Stored data
/---
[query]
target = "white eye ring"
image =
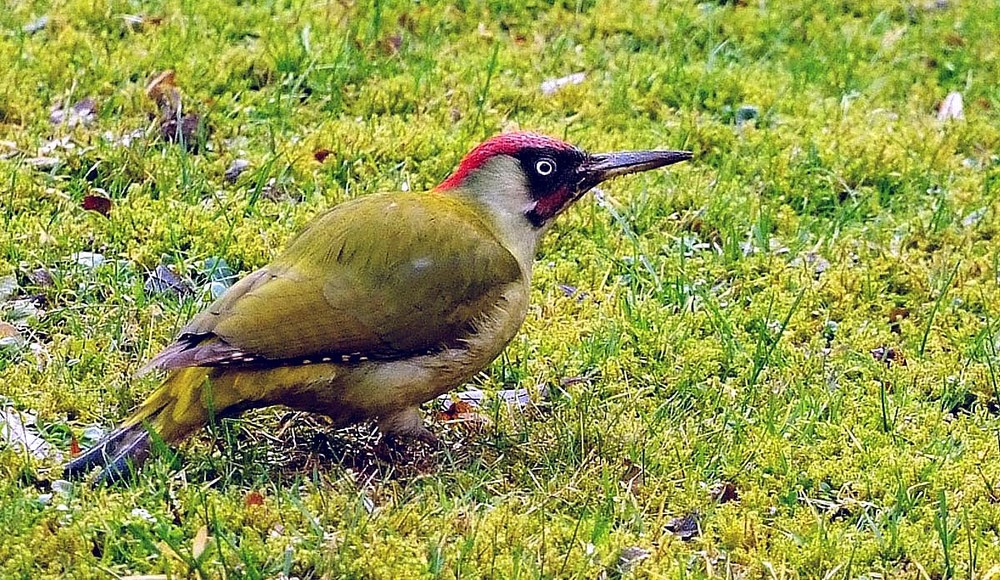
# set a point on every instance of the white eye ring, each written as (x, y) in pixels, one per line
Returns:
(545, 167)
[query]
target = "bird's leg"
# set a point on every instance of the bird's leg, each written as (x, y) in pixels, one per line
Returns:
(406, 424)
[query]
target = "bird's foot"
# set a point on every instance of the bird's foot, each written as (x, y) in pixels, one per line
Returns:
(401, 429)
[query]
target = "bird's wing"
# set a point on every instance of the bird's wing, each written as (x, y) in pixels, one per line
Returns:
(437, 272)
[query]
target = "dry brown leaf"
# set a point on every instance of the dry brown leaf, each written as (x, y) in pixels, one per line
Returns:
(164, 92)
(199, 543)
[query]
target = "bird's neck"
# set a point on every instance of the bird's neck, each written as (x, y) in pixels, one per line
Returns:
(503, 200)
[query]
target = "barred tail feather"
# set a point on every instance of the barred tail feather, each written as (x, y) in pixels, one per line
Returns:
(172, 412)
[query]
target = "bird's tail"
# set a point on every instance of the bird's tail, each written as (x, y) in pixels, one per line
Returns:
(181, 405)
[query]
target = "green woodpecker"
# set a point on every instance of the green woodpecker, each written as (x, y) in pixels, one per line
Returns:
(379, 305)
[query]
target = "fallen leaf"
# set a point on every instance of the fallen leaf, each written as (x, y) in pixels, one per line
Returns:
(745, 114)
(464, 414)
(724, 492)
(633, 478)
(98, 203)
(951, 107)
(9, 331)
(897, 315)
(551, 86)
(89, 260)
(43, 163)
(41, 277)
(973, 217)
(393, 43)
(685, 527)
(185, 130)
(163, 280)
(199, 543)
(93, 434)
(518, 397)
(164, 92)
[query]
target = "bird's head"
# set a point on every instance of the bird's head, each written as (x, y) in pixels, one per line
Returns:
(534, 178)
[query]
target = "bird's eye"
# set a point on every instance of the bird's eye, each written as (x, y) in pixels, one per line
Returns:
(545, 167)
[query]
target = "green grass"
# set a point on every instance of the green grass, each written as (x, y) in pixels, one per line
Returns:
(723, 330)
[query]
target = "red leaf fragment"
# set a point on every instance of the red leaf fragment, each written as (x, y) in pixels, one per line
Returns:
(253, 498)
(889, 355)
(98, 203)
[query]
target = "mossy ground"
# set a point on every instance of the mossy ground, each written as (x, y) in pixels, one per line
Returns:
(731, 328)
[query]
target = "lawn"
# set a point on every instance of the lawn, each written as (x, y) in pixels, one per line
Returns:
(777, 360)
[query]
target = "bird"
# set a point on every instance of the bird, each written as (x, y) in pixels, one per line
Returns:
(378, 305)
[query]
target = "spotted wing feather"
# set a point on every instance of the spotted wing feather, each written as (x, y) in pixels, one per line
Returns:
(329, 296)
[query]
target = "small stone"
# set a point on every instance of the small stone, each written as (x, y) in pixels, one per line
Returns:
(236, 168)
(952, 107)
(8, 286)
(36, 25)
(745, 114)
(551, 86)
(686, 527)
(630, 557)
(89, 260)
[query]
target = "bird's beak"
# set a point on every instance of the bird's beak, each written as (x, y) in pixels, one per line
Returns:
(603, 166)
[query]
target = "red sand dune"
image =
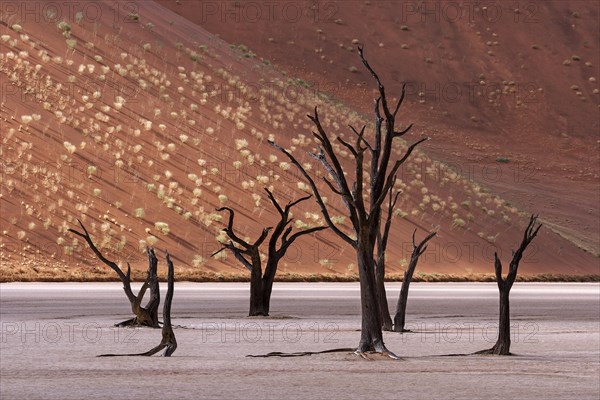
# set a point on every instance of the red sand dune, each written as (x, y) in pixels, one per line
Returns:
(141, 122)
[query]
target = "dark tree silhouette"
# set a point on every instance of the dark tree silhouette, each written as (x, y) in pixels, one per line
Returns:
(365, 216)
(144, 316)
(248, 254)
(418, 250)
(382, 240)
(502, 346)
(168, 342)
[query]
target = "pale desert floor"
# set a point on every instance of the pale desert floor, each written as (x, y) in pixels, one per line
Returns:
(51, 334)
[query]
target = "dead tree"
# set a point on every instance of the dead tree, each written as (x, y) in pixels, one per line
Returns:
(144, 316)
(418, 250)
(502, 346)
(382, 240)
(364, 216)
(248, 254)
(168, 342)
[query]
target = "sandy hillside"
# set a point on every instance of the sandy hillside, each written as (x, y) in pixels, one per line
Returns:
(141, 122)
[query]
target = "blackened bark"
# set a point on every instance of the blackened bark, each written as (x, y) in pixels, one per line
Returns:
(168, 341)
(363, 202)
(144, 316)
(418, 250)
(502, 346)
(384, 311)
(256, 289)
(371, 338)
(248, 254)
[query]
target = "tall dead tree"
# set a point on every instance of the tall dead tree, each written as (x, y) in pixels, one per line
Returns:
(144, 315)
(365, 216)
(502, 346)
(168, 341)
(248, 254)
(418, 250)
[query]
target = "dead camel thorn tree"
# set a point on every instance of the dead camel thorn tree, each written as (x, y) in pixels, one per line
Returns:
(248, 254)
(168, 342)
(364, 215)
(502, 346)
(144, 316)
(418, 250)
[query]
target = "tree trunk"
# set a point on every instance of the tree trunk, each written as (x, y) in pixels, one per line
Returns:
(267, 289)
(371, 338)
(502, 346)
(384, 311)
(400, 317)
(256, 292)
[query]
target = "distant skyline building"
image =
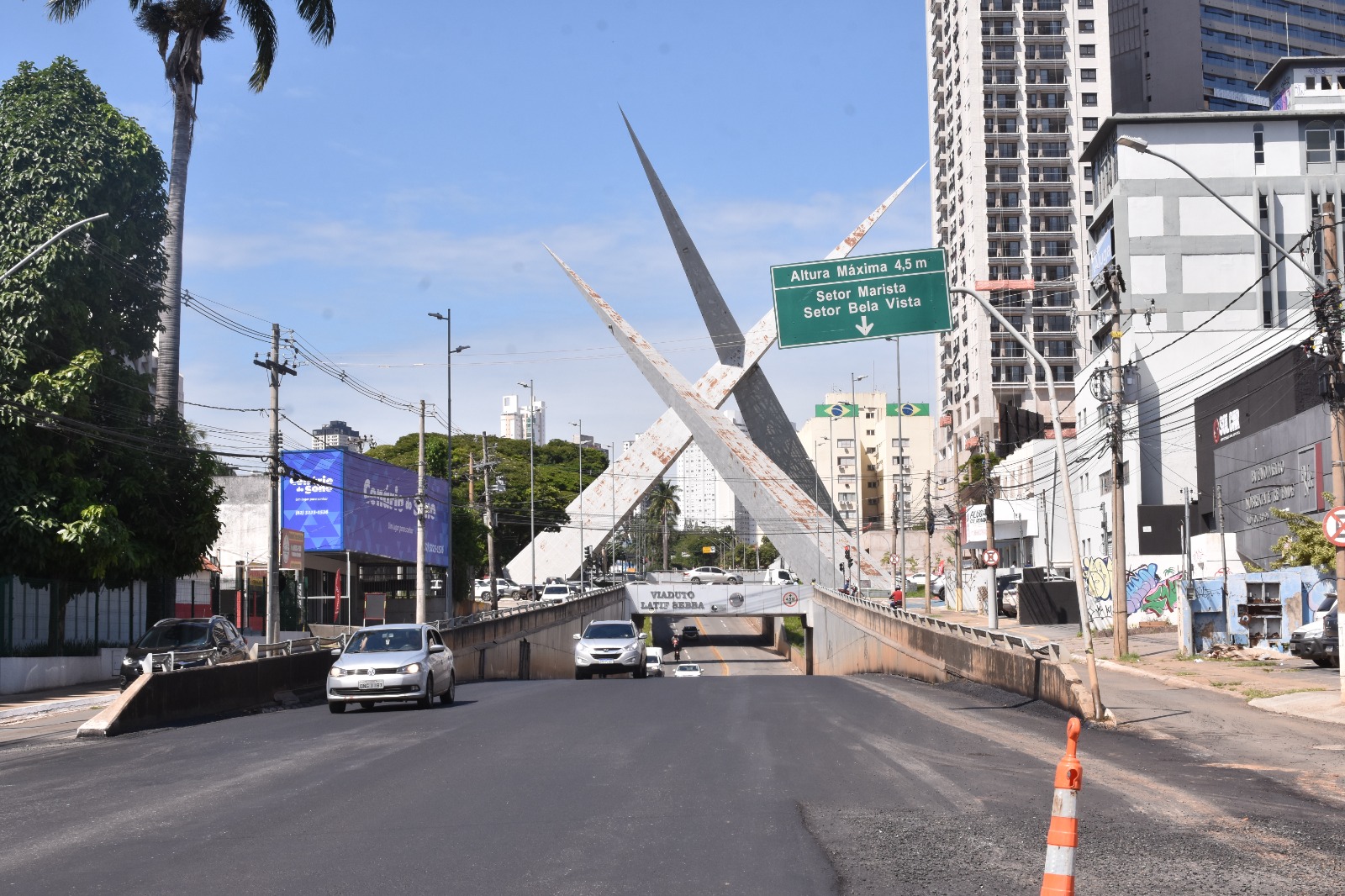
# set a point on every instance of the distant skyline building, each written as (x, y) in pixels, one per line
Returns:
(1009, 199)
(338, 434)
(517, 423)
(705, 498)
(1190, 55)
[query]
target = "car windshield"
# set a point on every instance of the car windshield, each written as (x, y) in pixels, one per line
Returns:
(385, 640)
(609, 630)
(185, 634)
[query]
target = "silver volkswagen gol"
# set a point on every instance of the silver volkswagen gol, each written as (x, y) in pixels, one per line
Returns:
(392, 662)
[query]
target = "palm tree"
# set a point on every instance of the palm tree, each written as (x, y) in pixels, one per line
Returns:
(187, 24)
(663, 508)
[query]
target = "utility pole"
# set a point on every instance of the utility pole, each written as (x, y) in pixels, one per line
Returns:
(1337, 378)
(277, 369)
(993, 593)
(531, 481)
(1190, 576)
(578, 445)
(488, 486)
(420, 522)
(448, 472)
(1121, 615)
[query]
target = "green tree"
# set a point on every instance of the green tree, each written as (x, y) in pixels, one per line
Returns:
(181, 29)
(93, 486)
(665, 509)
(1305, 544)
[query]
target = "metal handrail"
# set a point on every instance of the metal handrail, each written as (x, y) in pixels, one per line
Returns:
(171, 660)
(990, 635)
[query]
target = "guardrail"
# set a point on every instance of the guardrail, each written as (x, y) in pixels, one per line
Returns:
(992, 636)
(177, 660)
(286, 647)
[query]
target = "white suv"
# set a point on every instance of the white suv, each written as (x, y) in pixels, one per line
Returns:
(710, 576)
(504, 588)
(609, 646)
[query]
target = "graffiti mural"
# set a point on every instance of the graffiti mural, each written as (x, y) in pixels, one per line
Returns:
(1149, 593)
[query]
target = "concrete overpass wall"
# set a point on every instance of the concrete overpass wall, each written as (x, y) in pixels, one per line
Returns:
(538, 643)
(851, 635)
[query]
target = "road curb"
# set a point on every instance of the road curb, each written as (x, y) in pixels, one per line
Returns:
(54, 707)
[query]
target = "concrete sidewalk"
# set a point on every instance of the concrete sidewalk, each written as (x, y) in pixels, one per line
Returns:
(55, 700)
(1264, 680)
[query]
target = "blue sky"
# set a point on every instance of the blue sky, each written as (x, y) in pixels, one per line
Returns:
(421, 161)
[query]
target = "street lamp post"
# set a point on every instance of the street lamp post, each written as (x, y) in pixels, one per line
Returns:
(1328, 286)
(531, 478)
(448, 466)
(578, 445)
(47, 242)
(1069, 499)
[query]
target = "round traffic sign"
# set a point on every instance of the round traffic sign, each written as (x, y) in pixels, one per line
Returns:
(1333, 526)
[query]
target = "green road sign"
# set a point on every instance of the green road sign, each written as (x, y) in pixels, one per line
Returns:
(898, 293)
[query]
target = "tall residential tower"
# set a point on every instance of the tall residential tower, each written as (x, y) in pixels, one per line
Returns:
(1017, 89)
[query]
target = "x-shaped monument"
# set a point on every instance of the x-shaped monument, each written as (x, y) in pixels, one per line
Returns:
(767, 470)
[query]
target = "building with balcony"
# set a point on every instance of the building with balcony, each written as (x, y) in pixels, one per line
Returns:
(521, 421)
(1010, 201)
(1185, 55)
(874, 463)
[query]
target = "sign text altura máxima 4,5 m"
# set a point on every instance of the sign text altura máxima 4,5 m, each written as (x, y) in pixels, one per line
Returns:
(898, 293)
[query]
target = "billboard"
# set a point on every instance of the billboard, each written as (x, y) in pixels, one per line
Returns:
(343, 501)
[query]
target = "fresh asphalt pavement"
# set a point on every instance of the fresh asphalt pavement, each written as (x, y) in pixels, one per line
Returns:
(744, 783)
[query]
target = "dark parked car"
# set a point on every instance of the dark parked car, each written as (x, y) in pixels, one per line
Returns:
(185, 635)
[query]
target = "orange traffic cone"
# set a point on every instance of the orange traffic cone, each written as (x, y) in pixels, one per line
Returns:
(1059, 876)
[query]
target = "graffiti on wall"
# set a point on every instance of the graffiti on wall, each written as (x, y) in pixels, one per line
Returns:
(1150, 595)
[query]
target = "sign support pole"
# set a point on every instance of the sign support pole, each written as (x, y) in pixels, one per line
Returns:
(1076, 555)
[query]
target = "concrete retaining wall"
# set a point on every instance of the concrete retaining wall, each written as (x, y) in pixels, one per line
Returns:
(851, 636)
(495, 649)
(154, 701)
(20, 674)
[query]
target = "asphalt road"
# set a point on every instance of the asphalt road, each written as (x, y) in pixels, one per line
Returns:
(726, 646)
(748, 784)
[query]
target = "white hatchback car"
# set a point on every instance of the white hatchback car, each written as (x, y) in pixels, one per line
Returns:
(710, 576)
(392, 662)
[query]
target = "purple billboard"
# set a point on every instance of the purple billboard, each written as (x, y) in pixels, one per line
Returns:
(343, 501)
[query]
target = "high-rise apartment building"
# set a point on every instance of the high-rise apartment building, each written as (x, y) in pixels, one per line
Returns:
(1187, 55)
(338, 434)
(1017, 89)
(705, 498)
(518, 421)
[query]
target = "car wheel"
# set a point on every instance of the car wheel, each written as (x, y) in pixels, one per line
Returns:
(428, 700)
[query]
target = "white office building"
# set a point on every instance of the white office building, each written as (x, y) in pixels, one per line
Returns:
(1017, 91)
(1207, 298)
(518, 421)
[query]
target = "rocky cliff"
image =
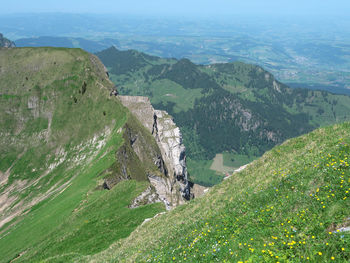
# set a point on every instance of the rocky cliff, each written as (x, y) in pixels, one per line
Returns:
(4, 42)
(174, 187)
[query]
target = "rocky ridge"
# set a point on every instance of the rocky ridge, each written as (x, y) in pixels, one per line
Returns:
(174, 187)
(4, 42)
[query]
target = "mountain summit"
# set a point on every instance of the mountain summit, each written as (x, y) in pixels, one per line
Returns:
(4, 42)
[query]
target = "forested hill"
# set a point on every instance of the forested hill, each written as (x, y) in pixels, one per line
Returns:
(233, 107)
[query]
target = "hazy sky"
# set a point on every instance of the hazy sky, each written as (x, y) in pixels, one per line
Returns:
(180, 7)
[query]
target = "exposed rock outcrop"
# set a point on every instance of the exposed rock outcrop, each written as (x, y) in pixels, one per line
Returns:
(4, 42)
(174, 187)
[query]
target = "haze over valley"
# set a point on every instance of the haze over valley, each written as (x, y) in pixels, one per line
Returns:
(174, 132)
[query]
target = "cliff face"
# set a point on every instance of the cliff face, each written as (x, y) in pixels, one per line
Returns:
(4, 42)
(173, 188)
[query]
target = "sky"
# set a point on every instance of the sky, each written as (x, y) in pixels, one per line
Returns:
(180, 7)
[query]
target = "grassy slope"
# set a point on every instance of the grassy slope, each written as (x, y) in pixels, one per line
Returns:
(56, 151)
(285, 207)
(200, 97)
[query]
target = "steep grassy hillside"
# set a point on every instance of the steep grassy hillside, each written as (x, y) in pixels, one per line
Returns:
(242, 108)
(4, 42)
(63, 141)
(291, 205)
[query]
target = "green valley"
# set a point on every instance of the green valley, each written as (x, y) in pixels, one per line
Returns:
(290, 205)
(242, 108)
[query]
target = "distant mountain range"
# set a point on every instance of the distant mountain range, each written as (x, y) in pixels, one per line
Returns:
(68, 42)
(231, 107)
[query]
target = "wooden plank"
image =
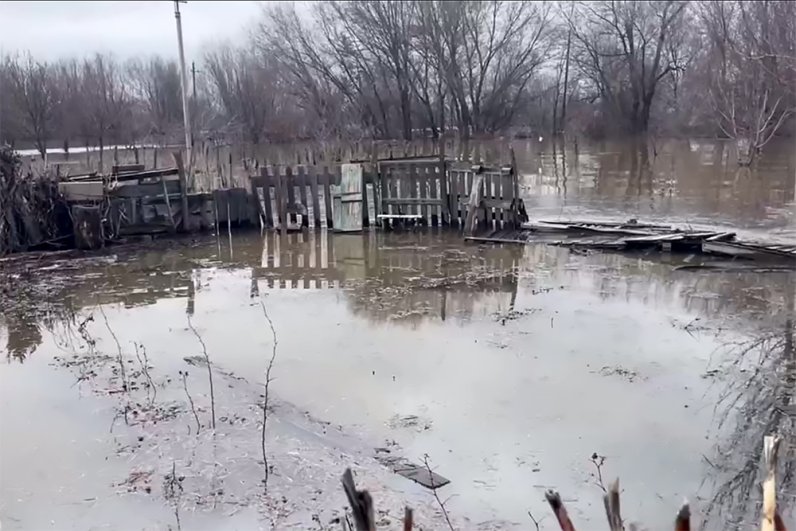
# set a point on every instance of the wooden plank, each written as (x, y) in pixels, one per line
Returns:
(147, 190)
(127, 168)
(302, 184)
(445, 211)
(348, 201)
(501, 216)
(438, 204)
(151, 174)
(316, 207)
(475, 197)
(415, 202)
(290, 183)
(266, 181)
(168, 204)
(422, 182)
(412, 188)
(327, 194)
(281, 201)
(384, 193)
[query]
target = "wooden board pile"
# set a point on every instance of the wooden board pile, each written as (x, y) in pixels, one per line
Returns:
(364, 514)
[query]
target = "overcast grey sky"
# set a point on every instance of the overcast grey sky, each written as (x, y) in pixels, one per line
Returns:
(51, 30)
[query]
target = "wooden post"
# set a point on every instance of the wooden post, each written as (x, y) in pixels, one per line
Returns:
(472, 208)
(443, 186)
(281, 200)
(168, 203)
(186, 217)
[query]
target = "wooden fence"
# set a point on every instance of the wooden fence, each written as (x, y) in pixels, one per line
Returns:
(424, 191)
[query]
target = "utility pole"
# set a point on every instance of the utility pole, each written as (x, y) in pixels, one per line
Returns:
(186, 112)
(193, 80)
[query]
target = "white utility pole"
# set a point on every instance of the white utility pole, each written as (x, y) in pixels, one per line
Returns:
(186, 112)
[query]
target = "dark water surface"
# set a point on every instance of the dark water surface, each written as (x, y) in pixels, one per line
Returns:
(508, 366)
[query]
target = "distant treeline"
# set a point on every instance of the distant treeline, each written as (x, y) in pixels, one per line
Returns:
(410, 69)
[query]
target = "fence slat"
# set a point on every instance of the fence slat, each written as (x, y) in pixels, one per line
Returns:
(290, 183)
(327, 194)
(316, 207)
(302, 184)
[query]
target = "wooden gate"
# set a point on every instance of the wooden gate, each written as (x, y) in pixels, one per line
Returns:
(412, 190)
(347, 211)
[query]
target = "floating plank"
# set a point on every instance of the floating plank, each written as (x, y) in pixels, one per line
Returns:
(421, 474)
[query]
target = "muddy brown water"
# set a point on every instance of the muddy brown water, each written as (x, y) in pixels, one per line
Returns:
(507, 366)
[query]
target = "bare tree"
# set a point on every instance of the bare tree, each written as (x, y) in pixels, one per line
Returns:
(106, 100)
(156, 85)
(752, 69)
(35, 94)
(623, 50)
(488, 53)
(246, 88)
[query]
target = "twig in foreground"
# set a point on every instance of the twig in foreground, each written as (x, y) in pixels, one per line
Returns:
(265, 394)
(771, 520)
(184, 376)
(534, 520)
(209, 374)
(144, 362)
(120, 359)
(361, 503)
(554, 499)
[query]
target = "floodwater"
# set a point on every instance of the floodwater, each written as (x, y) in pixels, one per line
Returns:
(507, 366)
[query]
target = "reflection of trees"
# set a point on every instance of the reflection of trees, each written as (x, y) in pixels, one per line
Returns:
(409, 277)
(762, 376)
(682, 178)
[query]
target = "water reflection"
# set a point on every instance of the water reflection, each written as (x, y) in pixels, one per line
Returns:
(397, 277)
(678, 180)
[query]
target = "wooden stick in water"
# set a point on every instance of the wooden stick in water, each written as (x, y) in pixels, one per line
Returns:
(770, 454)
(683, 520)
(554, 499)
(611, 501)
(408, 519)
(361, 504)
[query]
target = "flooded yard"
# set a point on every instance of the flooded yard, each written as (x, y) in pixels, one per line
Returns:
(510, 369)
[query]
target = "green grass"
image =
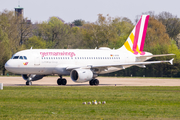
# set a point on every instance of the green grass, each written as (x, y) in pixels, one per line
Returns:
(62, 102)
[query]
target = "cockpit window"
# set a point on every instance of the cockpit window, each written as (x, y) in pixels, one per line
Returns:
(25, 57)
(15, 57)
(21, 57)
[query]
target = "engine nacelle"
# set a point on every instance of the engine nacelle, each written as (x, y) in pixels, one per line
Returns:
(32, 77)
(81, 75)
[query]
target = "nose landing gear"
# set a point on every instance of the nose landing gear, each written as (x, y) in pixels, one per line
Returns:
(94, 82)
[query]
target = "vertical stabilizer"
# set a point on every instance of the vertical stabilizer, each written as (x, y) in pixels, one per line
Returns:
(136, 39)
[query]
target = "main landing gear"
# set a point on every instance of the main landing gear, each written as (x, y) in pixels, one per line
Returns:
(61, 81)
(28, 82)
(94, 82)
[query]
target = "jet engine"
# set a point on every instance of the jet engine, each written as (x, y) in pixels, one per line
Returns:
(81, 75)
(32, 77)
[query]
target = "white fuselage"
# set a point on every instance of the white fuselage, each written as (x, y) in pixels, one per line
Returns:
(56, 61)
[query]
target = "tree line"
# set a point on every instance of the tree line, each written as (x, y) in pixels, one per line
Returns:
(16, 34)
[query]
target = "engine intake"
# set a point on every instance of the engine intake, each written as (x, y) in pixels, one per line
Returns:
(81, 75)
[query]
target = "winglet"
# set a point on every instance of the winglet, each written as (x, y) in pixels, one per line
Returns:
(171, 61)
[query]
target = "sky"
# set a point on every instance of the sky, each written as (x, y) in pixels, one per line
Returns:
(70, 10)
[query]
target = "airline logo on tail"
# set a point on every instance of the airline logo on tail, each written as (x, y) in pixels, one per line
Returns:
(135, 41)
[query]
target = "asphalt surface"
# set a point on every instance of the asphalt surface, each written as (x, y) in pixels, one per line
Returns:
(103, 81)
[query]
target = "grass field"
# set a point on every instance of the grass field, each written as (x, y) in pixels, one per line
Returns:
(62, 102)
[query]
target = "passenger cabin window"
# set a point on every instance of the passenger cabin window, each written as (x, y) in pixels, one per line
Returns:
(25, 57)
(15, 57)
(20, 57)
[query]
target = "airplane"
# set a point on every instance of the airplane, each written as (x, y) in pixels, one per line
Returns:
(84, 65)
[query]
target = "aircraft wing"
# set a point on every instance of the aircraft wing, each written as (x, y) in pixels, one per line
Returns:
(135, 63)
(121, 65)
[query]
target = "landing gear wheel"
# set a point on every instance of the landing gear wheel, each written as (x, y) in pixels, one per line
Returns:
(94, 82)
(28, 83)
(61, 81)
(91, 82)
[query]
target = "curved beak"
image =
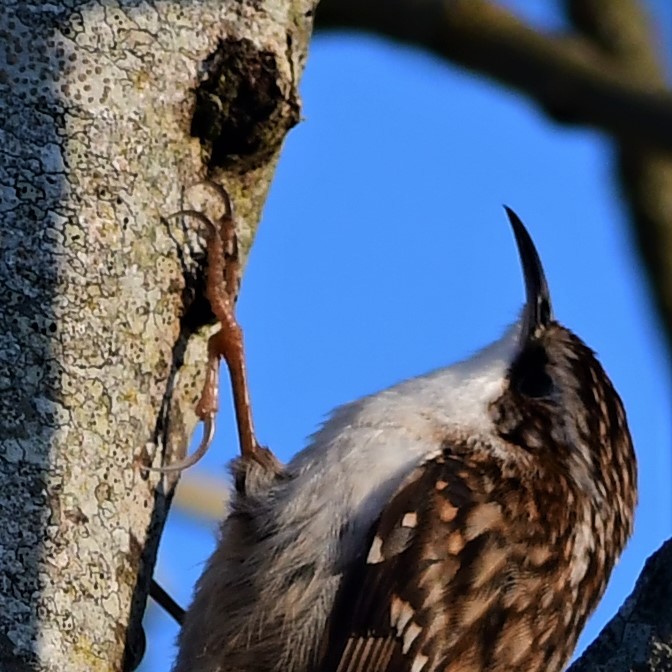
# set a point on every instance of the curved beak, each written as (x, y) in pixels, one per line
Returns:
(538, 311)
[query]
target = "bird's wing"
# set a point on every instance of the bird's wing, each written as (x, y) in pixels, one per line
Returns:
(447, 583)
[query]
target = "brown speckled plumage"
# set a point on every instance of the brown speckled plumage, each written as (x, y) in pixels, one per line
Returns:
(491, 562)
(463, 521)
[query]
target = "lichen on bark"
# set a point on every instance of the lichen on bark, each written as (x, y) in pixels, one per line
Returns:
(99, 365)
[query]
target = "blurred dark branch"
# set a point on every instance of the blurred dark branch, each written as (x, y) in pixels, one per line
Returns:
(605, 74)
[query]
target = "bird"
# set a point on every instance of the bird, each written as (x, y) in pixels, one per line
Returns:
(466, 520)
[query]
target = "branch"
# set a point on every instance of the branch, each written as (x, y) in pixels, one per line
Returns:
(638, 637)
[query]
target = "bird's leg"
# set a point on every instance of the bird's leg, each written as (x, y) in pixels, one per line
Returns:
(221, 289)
\---
WORK ORDER:
Your task is to find each line in the entries that contains the string "slope" and copy it.

RESPONSE TO THE EXERCISE:
target = "grassy slope"
# set a point on every instance of the grassy slope, each written as (x, y) in pixels, one per line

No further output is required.